== STORED RECORDS

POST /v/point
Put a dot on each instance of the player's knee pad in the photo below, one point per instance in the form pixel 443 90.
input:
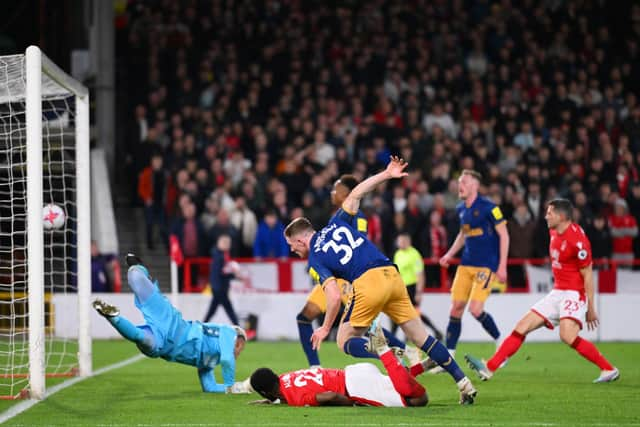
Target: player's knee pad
pixel 301 318
pixel 480 317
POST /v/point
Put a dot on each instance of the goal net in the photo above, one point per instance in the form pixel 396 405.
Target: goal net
pixel 44 159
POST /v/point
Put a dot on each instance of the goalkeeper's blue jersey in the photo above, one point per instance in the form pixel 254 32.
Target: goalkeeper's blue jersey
pixel 340 250
pixel 203 345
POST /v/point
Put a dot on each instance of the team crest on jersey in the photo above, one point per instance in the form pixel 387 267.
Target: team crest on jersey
pixel 497 213
pixel 322 237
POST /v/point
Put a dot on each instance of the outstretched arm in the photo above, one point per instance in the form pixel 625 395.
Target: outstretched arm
pixel 395 169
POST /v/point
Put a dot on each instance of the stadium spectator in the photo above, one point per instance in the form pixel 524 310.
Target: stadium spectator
pixel 600 238
pixel 269 241
pixel 244 219
pixel 500 93
pixel 623 230
pixel 221 270
pixel 411 266
pixel 224 226
pixel 102 273
pixel 523 226
pixel 151 190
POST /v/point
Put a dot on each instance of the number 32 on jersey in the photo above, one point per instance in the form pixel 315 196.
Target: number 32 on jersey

====

[TASK DETAILS]
Find each line in the records above that contains the string "blue", and copy every such line in full.

[SOLUTION TO THIS EXERCISE]
Put a dot on each instance of the goalkeeper's blue jersey in the photo above, one point per instance in the form pixel 254 32.
Target: goalkeeper's blue jersey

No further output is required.